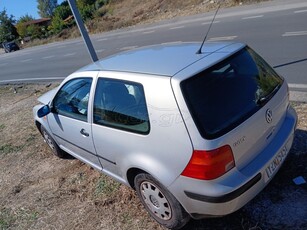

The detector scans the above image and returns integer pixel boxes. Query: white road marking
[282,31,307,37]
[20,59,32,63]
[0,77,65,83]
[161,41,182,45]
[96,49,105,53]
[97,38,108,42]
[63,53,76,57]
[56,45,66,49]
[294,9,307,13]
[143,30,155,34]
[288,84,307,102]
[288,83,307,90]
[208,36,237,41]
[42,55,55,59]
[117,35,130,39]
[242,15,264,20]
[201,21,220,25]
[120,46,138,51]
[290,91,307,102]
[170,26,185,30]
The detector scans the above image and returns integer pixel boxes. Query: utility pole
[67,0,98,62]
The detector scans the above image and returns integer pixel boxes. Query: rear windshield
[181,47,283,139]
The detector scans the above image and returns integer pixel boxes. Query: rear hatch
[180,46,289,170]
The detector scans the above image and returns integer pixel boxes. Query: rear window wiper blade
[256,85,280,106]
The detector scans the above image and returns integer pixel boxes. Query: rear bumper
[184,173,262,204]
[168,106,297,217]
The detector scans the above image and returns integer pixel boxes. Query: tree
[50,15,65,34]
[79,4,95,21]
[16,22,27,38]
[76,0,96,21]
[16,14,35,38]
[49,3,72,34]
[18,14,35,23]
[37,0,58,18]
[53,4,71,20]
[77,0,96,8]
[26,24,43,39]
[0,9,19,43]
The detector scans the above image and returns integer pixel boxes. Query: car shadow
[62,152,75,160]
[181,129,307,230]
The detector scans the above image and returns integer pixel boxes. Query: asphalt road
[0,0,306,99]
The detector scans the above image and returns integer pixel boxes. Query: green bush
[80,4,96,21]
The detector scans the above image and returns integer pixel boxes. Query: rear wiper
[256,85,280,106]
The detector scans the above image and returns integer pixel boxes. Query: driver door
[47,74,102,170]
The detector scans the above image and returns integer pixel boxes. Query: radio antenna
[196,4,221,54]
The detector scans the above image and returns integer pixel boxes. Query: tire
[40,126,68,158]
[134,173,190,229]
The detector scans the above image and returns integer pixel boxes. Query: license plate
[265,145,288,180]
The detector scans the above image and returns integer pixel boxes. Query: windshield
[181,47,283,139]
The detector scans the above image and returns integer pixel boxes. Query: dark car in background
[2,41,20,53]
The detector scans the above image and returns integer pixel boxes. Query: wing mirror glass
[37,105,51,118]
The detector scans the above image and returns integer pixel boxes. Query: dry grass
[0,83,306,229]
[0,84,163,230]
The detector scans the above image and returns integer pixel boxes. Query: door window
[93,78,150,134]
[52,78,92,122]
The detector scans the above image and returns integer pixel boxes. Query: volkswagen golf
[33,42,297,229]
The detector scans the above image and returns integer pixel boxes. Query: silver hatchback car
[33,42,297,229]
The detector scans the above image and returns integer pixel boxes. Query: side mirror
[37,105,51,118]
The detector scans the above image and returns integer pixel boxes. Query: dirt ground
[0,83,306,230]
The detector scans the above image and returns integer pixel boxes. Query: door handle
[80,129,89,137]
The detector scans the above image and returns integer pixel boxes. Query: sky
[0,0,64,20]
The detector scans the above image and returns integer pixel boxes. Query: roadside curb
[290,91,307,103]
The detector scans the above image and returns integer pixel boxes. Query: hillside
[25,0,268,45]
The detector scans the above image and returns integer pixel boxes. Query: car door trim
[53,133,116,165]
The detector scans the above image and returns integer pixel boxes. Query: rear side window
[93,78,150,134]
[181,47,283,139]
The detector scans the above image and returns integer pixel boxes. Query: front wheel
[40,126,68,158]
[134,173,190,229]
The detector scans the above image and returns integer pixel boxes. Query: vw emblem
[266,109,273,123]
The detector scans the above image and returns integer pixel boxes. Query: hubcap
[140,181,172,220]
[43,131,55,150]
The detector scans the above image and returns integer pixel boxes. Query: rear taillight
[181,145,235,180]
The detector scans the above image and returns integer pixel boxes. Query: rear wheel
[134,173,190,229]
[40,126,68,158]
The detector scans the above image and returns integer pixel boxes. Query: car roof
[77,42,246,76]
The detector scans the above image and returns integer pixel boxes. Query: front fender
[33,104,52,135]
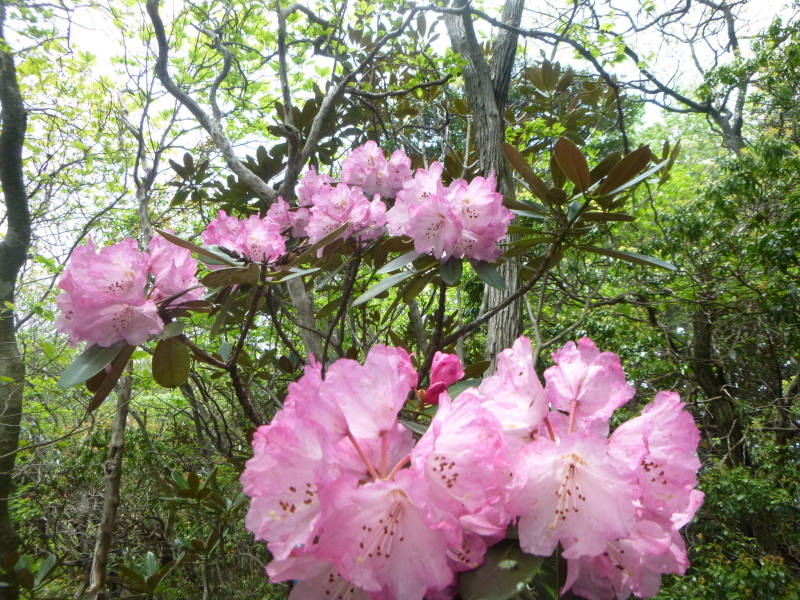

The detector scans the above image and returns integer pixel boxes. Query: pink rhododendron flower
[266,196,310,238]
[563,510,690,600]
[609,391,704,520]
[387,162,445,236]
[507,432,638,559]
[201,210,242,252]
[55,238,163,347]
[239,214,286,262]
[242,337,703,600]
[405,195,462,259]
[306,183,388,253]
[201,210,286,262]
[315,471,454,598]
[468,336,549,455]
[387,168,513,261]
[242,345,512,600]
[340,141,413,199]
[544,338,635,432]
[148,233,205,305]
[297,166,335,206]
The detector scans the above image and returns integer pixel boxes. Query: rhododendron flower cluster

...

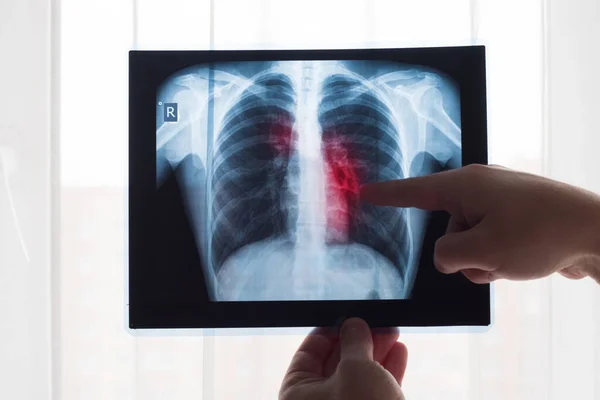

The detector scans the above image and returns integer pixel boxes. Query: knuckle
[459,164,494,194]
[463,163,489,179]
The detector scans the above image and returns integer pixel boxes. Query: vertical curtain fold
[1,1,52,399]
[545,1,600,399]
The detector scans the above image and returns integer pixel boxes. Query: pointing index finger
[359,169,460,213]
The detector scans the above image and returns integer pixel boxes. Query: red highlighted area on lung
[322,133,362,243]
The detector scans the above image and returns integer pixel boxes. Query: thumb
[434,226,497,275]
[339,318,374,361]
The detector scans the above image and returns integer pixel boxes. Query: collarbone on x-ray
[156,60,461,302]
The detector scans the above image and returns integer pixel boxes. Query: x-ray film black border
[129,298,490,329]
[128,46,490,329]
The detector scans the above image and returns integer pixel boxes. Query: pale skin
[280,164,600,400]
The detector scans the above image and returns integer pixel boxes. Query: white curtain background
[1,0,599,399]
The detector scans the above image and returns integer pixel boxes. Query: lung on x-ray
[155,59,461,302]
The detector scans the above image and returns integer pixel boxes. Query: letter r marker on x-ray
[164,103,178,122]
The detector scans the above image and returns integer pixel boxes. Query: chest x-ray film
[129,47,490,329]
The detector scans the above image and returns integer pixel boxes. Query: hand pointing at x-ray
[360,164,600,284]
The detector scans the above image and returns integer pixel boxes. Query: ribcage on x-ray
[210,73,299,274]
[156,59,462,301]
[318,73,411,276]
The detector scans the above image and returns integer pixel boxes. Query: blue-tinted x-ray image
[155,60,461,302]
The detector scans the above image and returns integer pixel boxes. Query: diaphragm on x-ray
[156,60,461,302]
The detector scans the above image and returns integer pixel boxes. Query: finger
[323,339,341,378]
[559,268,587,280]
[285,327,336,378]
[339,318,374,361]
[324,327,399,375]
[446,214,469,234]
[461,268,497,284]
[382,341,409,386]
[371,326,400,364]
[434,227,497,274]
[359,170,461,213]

==

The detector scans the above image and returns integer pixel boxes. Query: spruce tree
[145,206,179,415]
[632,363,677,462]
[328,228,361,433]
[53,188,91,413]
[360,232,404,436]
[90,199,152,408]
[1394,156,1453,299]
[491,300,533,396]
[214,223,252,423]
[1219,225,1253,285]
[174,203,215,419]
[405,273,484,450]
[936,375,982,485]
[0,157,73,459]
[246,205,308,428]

* _Work to be completed_
Using the data above, retype exactly and only the lines from the one containing "Query: dirt ground" up to and including the one containing "rhododendron flower cluster", with no pictures carried over.

* _Answer to this problem_
The detector scans the above image and returns integer pixel boxes. Query: dirt ground
[0,83,306,230]
The detector scans the above image and returns integer pixel boxes. Query: door handle
[80,129,89,137]
The detector scans the above image and returns integer pixel boxes. Query: sky
[0,0,64,20]
The detector scans the above image and returns integer pixel boxes. Query: roadside curb
[290,91,307,103]
The detector scans the above image and returns integer pixel boxes. Query: hillside
[25,0,268,45]
The detector scans the above image and returns integer pixel boxes. Query: car door trim
[53,133,116,165]
The detector scans the above image and returns integer pixel boxes. Query: rear side window
[93,78,150,134]
[181,47,283,139]
The detector scans the above image and returns integer pixel boxes. Query: front wheel
[40,126,68,158]
[134,173,190,229]
The detector scans the above image and returns integer pixel boxes. Query: vw emblem
[266,109,273,123]
The detector scans the above image and returns integer pixel boxes. Query: hubcap
[140,181,172,220]
[43,131,55,150]
The detector scans the above image and returns integer pixel boxes. Query: rear taillight
[181,145,235,180]
The detector scans the above image and returns integer pixel boxes. Query: rear wheel
[134,173,190,229]
[40,126,68,158]
The detector scans the above image and returns integer pixel boxes. Query: car roof
[77,42,246,76]
The detector scans the above image and returns integer pixel boxes. Query: front fender
[33,104,52,135]

The detector scans the above image and returns integer pixel boxes. Query: pink rhododendron flower
[266,196,310,238]
[563,510,690,600]
[609,391,704,520]
[387,162,445,236]
[507,432,638,559]
[201,210,242,252]
[55,238,163,347]
[239,214,286,262]
[242,337,703,600]
[405,195,462,259]
[306,183,388,253]
[201,210,286,262]
[315,471,454,598]
[468,336,549,455]
[387,168,513,261]
[242,345,512,600]
[340,141,413,199]
[544,338,635,432]
[148,233,205,305]
[297,166,335,206]
The detector scans the above image and returns integer pixel boxes. Query: rhododendron flower cluster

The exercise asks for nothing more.